> **Excerpt**
——————————
Wednesday, June 27, 2012

IKEA asks for help in Cuban prison labor probe

Posted on Wednesday, 06.27.12

IKEA asks for help in Cuban prison labor probe

The Swedish furniture giant has set up a hotline and asked anyone with
information on a 1987 contract to make furniture in Cuban prisons for
IKEA to call
By Juan O. Tamayo

Furniture giant IKEA has asked for help from anyone with information
regarding a 1987 agreement between government enterprises in Cuba and
the former East Germany to manufacture furniture in Cuban prison
workshops for the Swedish firm.

A telephone hotline has been established in Germany for people "who want
to contribute to clarifying the production conditions among our
suppliers" in the former communist-ruled German Democratic Republic,
said an IKEA announcement Monday.

IKEA hired the firm of Ernst & Young to investigate complaints that one
of its Berlin subsidiaries agreed in 1987 to buy furniture manufactured
in prisons in Cuba and the GDR. It is not clear whether the Cuba part of
the agreement was carried out.

Those with information can contact the hotline Monday through Friday
from 9 a.m. to 8 p.m. at 0800 0007303 (free of charge from Germany) or
011+49 (6196) 996 14023 (from abroad, subject to charges), or by fax at
011+49 (6196) 996 19854.

IKEA executives met early this month with Cuban-American members of the
U.S. Congress and assured them that the firm has no current business
with Cuba and will report back to them on the results of its investigation.

The Monday statement said IKEA's code of conduct for suppliers around
the world "includes a zero tolerance of any form of forced or bonded
labor," and that the company carries out more than 1,000 audits per year
to ensure compliance.

The company "takes the allegations that political prisoners were used to
manufacture IKEA products … in the former GDR (and) in Cuba very
seriously," it added. "Should this have occurred, it is totally
unacceptable and deeply regrettable."
——————————
> **Stated task 1**
List every telephone and fax number the IKEA article gives for reaching the hotline.
The records that come next have no connection to the IKEA article above.

> **Material for this task**
——————————
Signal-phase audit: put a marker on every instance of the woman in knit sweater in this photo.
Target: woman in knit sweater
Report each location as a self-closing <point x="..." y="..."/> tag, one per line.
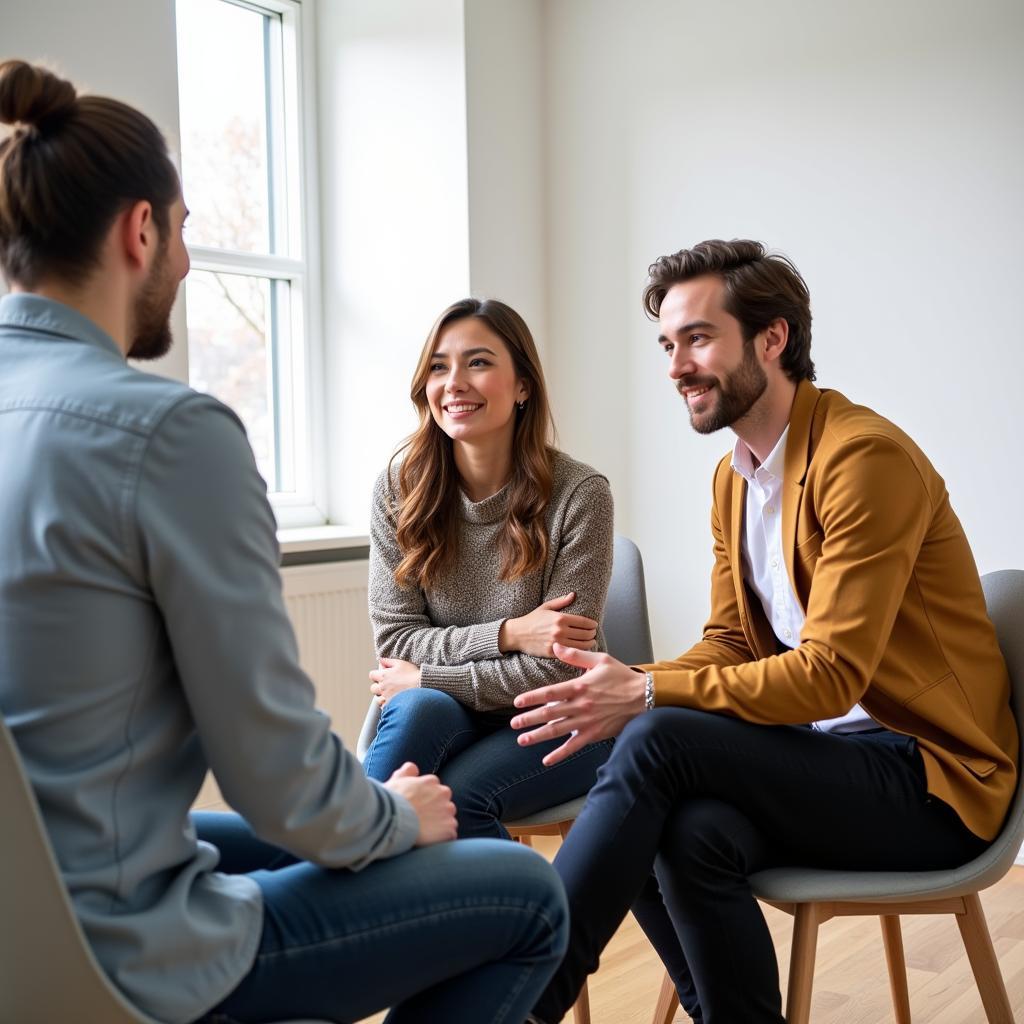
<point x="487" y="545"/>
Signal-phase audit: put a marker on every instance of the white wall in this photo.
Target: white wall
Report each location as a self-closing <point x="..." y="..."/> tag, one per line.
<point x="547" y="151"/>
<point x="505" y="156"/>
<point x="394" y="224"/>
<point x="879" y="144"/>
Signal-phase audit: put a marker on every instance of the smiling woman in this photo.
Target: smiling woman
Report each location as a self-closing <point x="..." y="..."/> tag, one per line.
<point x="487" y="546"/>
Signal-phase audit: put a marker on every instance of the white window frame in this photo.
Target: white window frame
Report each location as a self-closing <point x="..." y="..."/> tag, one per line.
<point x="292" y="146"/>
——————————
> **Stated task 2**
Rewrite the records from the line with "frame in this photo." through the end of the records, replacing "white window frame" with "white door frame" and leaving everything else as is.

> **Task output 1**
0800 0007303
011+49 (6196) 996 14023
011+49 (6196) 996 19854

> **Task output 2**
Signal-phase audit: put a marker on every instance of the white door frame in this photo.
Target: white door frame
Report each location as a self-closing <point x="..." y="..."/> tag, one per line.
<point x="292" y="146"/>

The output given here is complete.